Dr. Sebastião Diógenes - Membro da Sobrames-CE |
Fique
em casa!
“A
natureza humana sempre teve para os seus ferimentos os remédios apropriados.”
(Santo Agostinho)
Estamos
sob a tirania do coronavírus. Trata-se
de um insaciável aniquilador de vidas humanas, e, ao mesmo tempo, um detonador
do sistema produtivo das nações. Uma das ordens das autoridades sanitárias para
combater o voraz inimigo é ficar em casa. Não sair de casa! Há gentes que têm
dificuldades de obedecer às recomendações básicas de prevenção da pandemia, por
razões diversas, que não cabem, neste espaço, o mérito da argumentação.
Participei de um vídeo realizado pela Sociedade Cearense de
Otorrinolaringologia, estimulando as pessoas que ficassem em casa. “Fique em
casa!” é o slogan da campanha. O vídeo correu o mundo. E a filha do compadre Raimundo
Carlos assistiu a ele, e me ligou apavorada.
O
pai tem 80 anos, e um passado de câncer do aparelho digestivo. Além da cirurgia,
ele submeteu-se a radio e quimioterapia. Embora seja considerado curado da
neoplasia, a filha julga ser o pai uma pessoa, ainda mais, vulnerável à
patogenicidade do Covid-19.
- Padrinho, papai não está fazendo a quarentena. Sai para a
rua, vai ao sítio, como se nada de grave estivesse acontecendo. Ele está
causando o maior problema aqui em casa. Mostrei o seu vídeo a ele. O senhor
poderia ligar pra ele e dar uns conselhos?

* * *

* **Tarefa 1**: Redigite o trecho do texto sobre o coronavírus de "Participei de um" até "patogenicidade do Covid-19.".
* **Tarefa 2**: De acordo com o texto sobre o coronavírus, quantos anos tem o compadre Raimundo Carlos?
* **Tarefa 3**: Prossiga com o texto sobre o coronavírus a partir do ponto em que ele termina.
As linhas constituem material independente e não têm relação com o texto sobre o coronavírus.

* **Entradas extraídas**:

* * *

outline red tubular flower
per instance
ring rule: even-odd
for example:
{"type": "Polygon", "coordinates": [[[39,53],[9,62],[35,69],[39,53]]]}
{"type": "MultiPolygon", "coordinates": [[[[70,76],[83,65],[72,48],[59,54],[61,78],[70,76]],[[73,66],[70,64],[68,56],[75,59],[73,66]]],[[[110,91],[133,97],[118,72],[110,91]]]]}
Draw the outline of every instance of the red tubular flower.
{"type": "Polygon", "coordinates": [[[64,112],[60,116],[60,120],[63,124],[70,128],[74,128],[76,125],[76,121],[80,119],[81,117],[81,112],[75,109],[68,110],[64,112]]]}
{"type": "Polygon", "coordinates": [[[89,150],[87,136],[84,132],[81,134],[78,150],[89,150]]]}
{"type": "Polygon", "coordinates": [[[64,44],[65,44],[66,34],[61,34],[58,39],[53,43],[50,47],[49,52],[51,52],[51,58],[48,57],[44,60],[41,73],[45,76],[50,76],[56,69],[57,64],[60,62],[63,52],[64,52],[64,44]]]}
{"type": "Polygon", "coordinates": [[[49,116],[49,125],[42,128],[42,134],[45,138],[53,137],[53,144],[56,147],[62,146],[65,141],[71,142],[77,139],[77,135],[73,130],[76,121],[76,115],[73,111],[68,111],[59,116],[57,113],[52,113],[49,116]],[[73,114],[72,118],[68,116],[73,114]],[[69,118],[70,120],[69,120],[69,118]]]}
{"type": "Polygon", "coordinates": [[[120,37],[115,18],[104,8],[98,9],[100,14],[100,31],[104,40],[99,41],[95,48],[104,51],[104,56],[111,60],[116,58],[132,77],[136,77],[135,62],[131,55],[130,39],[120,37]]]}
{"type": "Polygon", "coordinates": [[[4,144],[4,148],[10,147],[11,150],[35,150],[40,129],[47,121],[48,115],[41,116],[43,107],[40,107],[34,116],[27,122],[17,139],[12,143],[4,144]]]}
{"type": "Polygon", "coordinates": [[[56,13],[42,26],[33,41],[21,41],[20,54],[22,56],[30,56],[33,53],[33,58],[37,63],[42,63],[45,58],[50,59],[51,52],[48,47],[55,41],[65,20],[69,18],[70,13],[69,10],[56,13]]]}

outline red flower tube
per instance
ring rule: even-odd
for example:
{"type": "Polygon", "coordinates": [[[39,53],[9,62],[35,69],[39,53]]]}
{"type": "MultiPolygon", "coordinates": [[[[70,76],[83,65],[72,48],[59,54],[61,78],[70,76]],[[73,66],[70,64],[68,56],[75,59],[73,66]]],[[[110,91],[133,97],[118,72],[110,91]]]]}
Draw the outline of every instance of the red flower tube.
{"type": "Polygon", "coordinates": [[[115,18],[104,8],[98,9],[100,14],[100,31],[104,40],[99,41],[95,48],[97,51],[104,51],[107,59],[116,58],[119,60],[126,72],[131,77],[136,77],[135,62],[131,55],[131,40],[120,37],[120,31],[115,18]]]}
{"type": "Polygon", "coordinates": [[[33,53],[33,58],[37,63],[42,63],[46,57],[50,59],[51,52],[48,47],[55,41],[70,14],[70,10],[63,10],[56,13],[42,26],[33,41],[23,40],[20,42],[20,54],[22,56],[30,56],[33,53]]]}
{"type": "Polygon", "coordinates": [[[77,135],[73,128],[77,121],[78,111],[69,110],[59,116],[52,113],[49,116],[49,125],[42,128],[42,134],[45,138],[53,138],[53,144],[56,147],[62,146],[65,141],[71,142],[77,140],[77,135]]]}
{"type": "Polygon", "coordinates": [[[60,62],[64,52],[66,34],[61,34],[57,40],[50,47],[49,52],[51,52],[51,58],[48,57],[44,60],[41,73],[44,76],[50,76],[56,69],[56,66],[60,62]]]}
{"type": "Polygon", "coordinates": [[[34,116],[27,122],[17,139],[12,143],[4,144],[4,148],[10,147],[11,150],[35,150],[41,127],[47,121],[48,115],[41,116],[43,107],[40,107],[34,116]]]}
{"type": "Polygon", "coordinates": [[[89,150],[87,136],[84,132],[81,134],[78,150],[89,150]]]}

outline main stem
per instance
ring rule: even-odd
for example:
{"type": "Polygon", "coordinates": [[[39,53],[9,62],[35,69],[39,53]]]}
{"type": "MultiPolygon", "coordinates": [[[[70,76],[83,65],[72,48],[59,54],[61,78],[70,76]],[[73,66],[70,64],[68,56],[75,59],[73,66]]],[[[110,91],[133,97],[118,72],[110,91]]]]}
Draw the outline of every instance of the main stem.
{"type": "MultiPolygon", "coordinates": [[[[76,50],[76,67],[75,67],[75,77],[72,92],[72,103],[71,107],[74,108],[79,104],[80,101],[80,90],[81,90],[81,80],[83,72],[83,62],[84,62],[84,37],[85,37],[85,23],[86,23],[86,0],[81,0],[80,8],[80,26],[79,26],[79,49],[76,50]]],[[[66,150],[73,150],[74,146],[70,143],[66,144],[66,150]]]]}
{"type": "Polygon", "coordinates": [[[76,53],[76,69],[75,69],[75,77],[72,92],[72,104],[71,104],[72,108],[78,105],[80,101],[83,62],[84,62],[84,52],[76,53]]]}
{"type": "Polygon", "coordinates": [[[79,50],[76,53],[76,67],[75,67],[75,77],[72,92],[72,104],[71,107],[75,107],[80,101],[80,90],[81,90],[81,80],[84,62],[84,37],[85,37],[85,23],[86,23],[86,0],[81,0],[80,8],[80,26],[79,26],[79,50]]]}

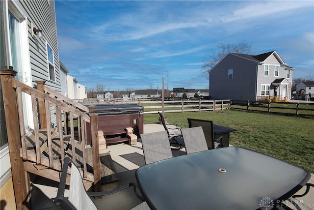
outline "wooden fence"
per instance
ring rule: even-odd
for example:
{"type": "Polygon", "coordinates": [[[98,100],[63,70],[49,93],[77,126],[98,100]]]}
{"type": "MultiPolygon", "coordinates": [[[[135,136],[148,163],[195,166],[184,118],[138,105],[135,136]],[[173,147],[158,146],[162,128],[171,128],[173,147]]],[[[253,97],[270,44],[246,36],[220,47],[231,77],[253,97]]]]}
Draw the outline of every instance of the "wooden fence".
{"type": "MultiPolygon", "coordinates": [[[[138,105],[147,103],[158,103],[158,106],[144,106],[144,114],[155,114],[162,109],[161,101],[138,101],[138,105]]],[[[164,112],[201,112],[203,111],[222,110],[229,109],[230,100],[181,100],[164,101],[164,112]]]]}
{"type": "Polygon", "coordinates": [[[265,102],[231,101],[230,109],[268,113],[314,117],[314,103],[307,102],[265,102]]]}

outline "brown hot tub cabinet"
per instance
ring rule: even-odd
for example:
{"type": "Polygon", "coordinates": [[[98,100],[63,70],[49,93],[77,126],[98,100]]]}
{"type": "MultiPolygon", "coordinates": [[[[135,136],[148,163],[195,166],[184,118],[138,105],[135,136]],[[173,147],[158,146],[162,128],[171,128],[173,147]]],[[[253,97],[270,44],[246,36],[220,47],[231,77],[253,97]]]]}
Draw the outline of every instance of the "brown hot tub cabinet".
{"type": "MultiPolygon", "coordinates": [[[[144,130],[143,107],[136,104],[98,105],[98,130],[104,132],[106,143],[112,144],[125,142],[130,144],[125,129],[132,127],[133,133],[139,137],[144,130]]],[[[86,144],[91,143],[90,124],[87,123],[86,144]]]]}

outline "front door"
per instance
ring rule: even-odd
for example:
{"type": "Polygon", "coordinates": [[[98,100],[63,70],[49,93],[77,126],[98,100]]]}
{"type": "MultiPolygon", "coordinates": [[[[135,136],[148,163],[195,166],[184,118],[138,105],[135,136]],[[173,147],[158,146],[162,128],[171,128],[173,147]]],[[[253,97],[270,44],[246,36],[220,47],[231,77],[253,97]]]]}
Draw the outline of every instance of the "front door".
{"type": "MultiPolygon", "coordinates": [[[[9,47],[11,63],[9,65],[17,72],[15,79],[32,86],[29,61],[27,20],[13,4],[9,4],[8,10],[9,47]]],[[[29,95],[23,93],[25,128],[28,130],[33,127],[31,100],[29,95]]]]}

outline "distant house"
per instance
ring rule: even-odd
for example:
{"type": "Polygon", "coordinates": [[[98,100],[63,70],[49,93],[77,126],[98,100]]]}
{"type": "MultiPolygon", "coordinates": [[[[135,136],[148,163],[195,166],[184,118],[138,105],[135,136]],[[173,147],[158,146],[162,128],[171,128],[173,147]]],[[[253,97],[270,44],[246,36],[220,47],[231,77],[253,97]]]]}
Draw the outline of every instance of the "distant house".
{"type": "Polygon", "coordinates": [[[105,98],[105,92],[96,92],[96,97],[98,99],[105,98]]]}
{"type": "Polygon", "coordinates": [[[186,94],[188,98],[193,98],[195,93],[197,93],[199,96],[208,96],[209,90],[185,89],[184,88],[174,88],[170,95],[174,94],[176,97],[183,97],[184,93],[186,94]]]}
{"type": "Polygon", "coordinates": [[[135,92],[125,92],[122,93],[122,98],[124,99],[134,98],[135,96],[135,92]]]}
{"type": "Polygon", "coordinates": [[[213,100],[289,100],[294,69],[275,51],[257,56],[230,53],[209,71],[209,96],[213,100]]]}
{"type": "Polygon", "coordinates": [[[107,101],[113,98],[113,93],[109,91],[105,92],[105,98],[107,101]]]}
{"type": "Polygon", "coordinates": [[[296,86],[296,90],[298,93],[304,91],[304,93],[314,95],[314,81],[300,82],[296,86]]]}
{"type": "MultiPolygon", "coordinates": [[[[165,91],[164,91],[166,92],[165,91]]],[[[135,98],[145,98],[150,95],[151,97],[160,97],[161,95],[162,90],[157,89],[138,90],[134,90],[135,98]]]]}

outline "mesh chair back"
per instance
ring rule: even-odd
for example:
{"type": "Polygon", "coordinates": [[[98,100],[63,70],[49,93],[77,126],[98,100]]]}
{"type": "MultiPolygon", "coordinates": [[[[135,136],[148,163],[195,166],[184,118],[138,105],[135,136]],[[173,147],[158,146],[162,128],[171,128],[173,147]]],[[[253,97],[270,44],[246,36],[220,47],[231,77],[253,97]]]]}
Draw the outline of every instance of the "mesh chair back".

* * *

* **Espaço de resposta 1**:
Participei de um vídeo realizado pela Sociedade Cearense de
Otorrinolaringologia, estimulando as pessoas que ficassem em casa. “Fique em
casa!” é o slogan da campanha. O vídeo correu o mundo. E a filha do compadre Raimundo
Carlos assistiu a ele, e me ligou apavorada.
O
pai tem 80 anos, e um passado de câncer do aparelho digestivo. Além da cirurgia,
ele submeteu-se a radio e quimioterapia. Embora seja considerado curado da
neoplasia, a filha julga ser o pai uma pessoa, ainda mais, vulnerável à
patogenicidade do Covid-19.

* **Espaço de resposta 2**: 80 anos.

* **Espaço de resposta 3**:
Liguei para o compadre. Com bons modos, e de forma didática,
expliquei sobre a epidemia. Argumentei que a situação é muito grave, e que o
isolamento em casa é a melhor forma de prevenir a doença, que é fatal em milhares
de casos entre os idosos.
- Pois não, meu compadre Tião! Fique tranquilo! Vou seguir o
seu conselho – prometeu, e se queixou do pessoal dele, afirmando que era muito
exagerado nas coisas.
Dois dias depois, Sirlene, a afilhada, telefonou alegando
que o pai continuava desobedecendo às regras de prevenção contra o Covid-19.
Voltei a entrar em contato com ele pelo celular.
- Bom dia, compadre Raimundo! Onde você está? – perguntei como
quem faz uma ronda para verificar o cumprimento de uma regra estabelecida.
- Estou em casa! – respondeu sem convicção, logo depois de eu
ter escutado o mugido da vaca.
- E você está com a vaca no apartamento, compadre Raimundo?
– repliquei com ironia.
Pediu desculpas pela mentira. Realmente encontrava-se no
sítio, não havia como negar. Recorrendo mais uma vez aos bons modos de falar,
trouxe-lhe à lembrança as quatro cirurgias que se submetera no passado. E lhe
avivei a memória, alegando a minha presença nos socorros urgentes. Adverti-o, que em caso de contrair o novo coronavírus,
não lhe poderei prestar nenhuma assistência, como o fizera nas enfermidades
pregressas.
- Eu compreendo o meu compadre! Agora estou vendo que a
coisa é muito séria – respondeu dizendo que desta vez eu podia ficar tranquilo.
Dois dias depois, recebi novo telefonema da afilhada. O
comportamento do pai em nada mudara. Sem demora, peguei o telefone e queimei a
última tentativa.
- Fala Dr. Sebastião Diógenes!... – já me atendeu diferente,
com formalidades.
Senti que o velho Raimundo Carlos não estava para conversa. Procurei
ser sucinto. Conheço a figura!
- Estou telefonando para comunicar que, caso a indesejada o visitasse,
não lhe poderei comparecer ao enterro. E dei por encerrada a tarefa de tentar salvar
a vida de um cabeça-dura.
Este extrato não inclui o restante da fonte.